*Tarefa proposta 1*. Apresente como CSV de duas colunas, entrada e saida, o trecho da listagem que vai da linha com "locate clock face" até a linha com "left=736, top=279, right=857, bottom=373", incluindo as duas. Use uma linha do CSV por entrada, com cada campo entre aspas e as quebras de linha trocadas por espaços.

------ Texto da página

2.2.2 O FILHO MAIS VELHO



v. 25: O filho mais velho estava no campo, começa a reflexão sobre este filho, essas duas palavras valem muitas frases e bastam para apresentá-lo: é o filho fiel e responsável que realiza seu trabalho cotidiano na fazenda da família, além disso, indica-se que é um dia comum, uma jornada de trabalho como as outras, o que torna ainda mais insólitos os exageros do pai e faz compreender o espanto, no começo intrigado, depois raivoso (v. 28).
João Paulo II afirma: “a fidelidade a si próprio por parte do pai – traço característico já conhecido pelo termo no Antigo Testamento” hesed” – exprime-se de modo particularmente denso de afeto. Também um outro termo usado no Antigo Testamento “rahamim” . Lemos, com efeito, que, ao ver o filho pródigo regressar a casa, o pai, movido de compaixão, correu ao seu encontro, abraçou-o efusivamente e beijou-o. Procede deste modo levado certamente por profundo afeto”

v. 26: em primeira instância se surpreende com a atitude do pai, por isto pergunta o que está acontecendo, se questiona depois de um dia de trabalho, chegar em casa e se confrontar com uma festa.

v. 27: certamente , o pai reencontra seu filho em boa saúde. Mas o que ele celebra é antes de tudo a retomada de uma relação que parecia perdida para sempre, uma ausência que tinha tanta dificuldade em suportar como se seu filho estivesse morto. Devida a atitude tomada pelo pai ele não queria entrar na casa e participar da festa, mas o pai foi ao encontro dele suplicando que ele entrasse para comemorarem juntos aquela vitória (v.28).
v. 28: descreve a atitude negativa do filho mais velho: “ficou com muita raiva e não queria entrar”, entrar na casa significa viver a comunhão plena com o pai: “filho, tu estas sempre comigo, e tudo o que é meu é teu”. Não entrar significa ter dificuldade ou impedimento para viver a comunhão. Este pai como já saiu ao encontro do filho menor, agora sai ao encontro do filho maior, nunca fica fechado na tristeza pelos erros e pecados dos seus filhos, o pai não se dá por vencido frente à atitude do filho; a festa não é festa plena se o filho maior não entra e participa.

------------

*Tarefa proposta 2*. Prossiga o texto sobre o filho mais velho da parábola a partir do ponto em que ele termina.

------ Listagem de origem

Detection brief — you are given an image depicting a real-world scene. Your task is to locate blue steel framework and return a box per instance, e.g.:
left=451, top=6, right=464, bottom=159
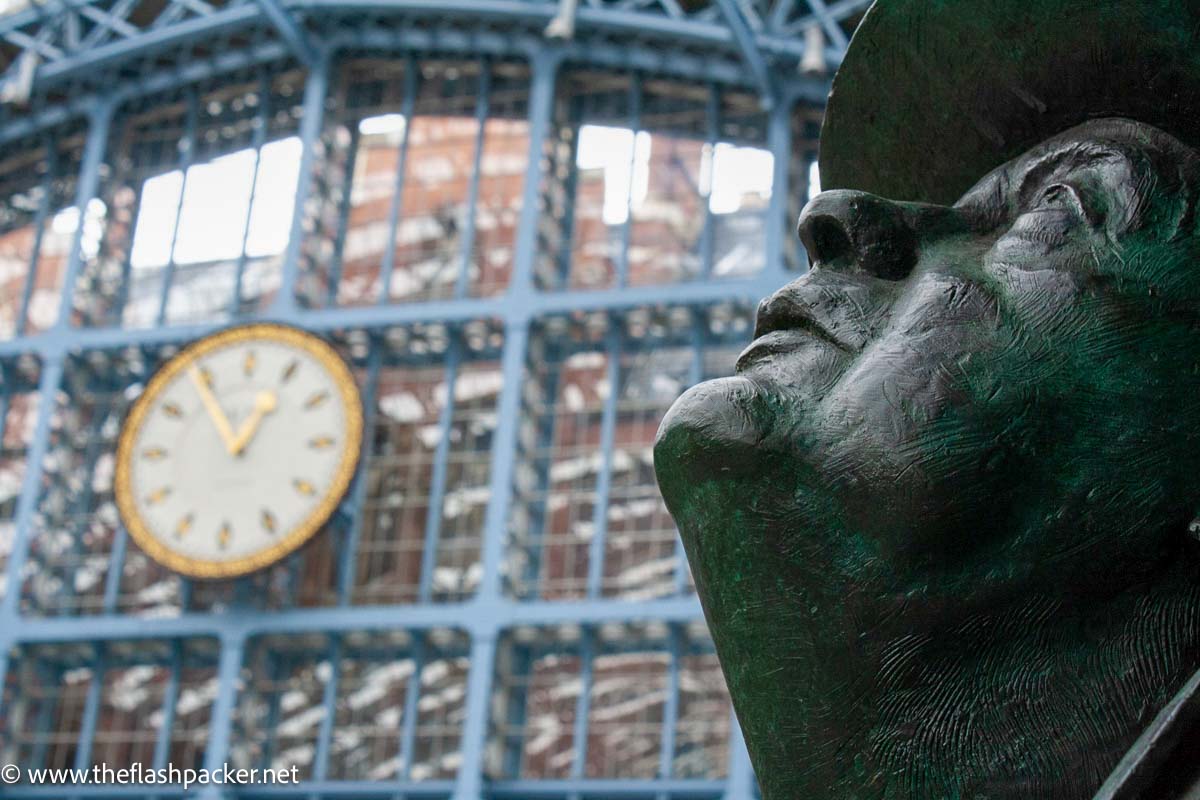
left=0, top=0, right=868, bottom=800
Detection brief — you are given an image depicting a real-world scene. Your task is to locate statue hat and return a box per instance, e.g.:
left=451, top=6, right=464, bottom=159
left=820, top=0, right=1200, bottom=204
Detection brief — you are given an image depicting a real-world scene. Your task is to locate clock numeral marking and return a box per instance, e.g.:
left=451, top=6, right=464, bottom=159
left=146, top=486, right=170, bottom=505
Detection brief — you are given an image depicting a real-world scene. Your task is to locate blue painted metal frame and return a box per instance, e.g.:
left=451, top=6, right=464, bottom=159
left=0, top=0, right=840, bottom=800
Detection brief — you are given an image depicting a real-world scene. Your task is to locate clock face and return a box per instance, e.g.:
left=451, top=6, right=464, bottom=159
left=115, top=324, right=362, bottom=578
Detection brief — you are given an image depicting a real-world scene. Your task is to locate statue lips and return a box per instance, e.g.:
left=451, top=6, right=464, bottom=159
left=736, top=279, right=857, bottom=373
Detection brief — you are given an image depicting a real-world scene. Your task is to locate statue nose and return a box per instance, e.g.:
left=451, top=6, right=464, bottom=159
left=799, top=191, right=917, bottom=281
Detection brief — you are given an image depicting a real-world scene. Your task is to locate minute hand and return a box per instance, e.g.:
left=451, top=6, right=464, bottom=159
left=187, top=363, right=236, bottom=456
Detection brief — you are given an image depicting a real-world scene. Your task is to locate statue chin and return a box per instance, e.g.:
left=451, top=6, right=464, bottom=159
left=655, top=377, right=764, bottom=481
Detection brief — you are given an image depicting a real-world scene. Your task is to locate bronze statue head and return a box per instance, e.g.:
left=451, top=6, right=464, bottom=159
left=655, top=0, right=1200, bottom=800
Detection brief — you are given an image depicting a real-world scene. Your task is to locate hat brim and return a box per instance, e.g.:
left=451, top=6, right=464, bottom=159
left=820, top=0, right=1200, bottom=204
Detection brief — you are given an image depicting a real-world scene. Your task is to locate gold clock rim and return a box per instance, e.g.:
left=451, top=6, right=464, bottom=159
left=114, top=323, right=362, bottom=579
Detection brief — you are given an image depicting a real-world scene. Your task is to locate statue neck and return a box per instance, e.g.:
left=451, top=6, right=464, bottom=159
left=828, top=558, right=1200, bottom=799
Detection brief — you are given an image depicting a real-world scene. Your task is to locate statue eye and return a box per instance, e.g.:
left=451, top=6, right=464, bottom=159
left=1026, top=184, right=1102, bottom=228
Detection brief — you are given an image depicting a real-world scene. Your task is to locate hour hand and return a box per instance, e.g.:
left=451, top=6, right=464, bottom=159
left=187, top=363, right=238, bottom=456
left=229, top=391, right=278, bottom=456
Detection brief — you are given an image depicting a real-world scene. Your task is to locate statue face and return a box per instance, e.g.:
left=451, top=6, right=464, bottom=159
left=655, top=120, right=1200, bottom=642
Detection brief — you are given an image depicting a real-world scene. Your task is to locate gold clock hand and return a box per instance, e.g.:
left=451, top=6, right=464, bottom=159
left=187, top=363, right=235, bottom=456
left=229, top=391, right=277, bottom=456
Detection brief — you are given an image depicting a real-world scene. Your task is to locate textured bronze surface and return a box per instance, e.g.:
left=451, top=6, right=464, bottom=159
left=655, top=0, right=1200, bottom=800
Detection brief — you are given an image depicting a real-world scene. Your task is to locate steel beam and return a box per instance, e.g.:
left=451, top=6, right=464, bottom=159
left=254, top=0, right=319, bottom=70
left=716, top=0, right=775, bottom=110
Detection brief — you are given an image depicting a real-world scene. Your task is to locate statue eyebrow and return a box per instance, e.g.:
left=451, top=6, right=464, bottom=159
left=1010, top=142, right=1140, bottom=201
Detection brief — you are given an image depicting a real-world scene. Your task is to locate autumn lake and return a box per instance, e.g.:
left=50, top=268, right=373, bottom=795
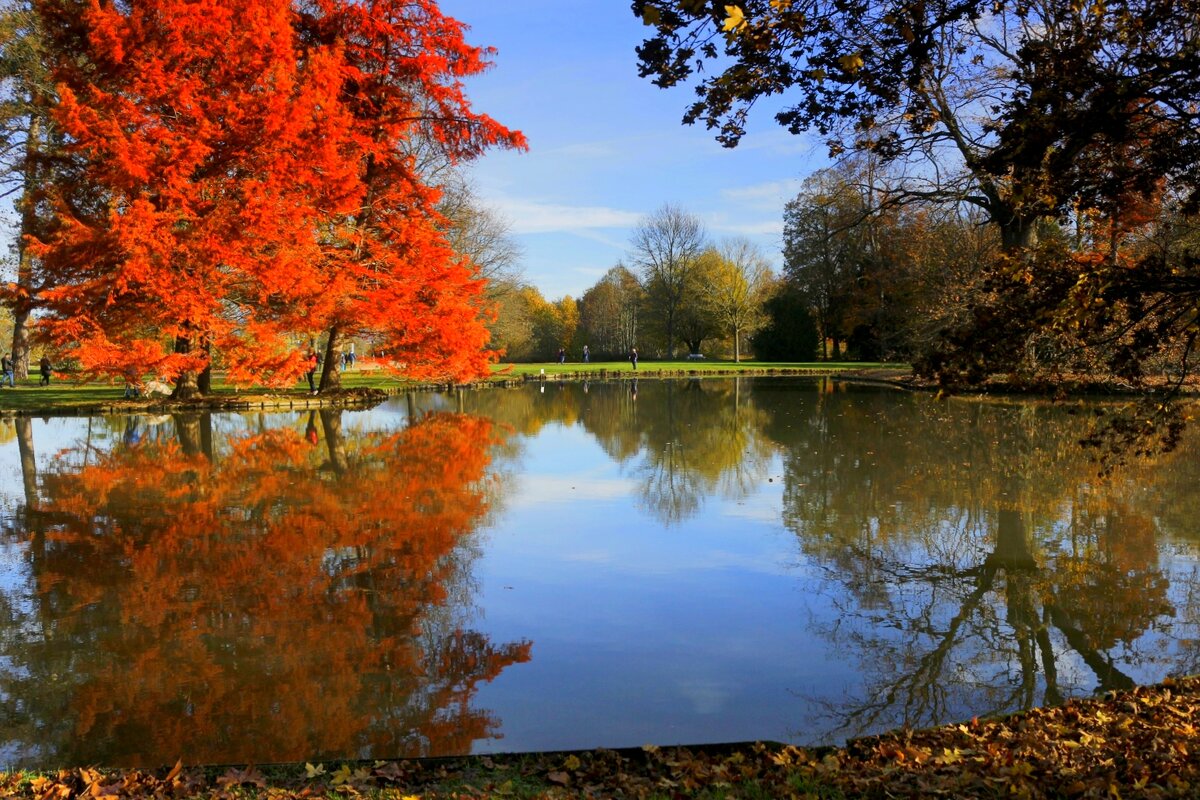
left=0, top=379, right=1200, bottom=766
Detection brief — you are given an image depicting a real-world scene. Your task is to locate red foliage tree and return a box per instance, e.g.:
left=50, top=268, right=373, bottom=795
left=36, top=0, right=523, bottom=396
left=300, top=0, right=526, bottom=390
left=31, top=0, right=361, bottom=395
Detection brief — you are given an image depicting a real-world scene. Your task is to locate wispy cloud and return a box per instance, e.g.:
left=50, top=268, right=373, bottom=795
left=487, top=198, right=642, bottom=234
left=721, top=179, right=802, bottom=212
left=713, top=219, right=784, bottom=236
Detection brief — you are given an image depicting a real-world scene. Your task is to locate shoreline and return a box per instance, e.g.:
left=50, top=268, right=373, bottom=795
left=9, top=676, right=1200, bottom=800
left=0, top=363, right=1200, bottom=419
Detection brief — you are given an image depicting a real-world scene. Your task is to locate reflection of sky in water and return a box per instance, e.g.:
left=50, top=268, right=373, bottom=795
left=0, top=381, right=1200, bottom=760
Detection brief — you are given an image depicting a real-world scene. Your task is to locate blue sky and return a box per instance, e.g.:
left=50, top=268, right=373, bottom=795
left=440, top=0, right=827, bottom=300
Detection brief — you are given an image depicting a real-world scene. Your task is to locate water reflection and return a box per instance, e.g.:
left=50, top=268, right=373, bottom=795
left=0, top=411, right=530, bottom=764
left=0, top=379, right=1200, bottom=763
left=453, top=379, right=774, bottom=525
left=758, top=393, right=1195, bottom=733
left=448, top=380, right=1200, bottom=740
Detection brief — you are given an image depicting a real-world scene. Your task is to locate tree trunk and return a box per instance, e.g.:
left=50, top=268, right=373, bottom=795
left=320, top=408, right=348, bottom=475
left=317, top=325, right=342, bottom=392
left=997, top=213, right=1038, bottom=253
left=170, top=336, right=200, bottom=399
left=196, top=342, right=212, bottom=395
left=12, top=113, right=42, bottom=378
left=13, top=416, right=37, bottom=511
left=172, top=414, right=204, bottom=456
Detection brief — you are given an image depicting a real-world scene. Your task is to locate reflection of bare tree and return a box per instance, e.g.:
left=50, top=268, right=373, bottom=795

------------

*Resposta da tarefa 1*.
entrada,saida
"Detection brief — you are given an image depicting a real-world scene. Your task is to locate clock face and return a box per instance, e.g.: left=451, top=6, right=464, bottom=159","left=115, top=324, right=362, bottom=578"
"Detection brief — you are given an image depicting a real-world scene. Your task is to locate statue lips and return a box per instance, e.g.: left=451, top=6, right=464, bottom=159","left=736, top=279, right=857, bottom=373"

*Resposta da tarefa 2*.
v. 29: esse filho omite essa apelação e prorrompe de uma vez em recriminações: Há tantos anos que te sirvo... De modo ainda mais explicito, indica que não se considera mais ligado ao irmão, que designa, com desprezo, como “esse teu filho” (ho hyios sou outos, v.30). Essa designação lembra a do fariseu da parábola falando com desprezo “este publicano”. (outos ho telones) Lc 18,13, não se pode deixar também de outra parábola que tem o mesmo sentido mas, que não se encontra em Lucas “estes últimos fizeram uma hora só e tu os igualastes a nós que suportamos o peso do dia e o calor do sol” (Mt 20,12), esses ao menos recebem o mesmo tanto; o filho mais velho se queixa de receber ainda menos...
A princípio, ele é alguém digno de admiração já que foi sempre dócil e fiel ao pai e por isso retrata bem a condição de todo homem que vise à prática do bem e da justiça. Entretanto, não é bem isso que ocorre na realidade, uma vez que toda sua prática e egocêntrica. Segundo as palavras da parábola, ele mesmo afirma que nunca desobedeceu a uma ordem do pai e jamais festejou com seus amigos.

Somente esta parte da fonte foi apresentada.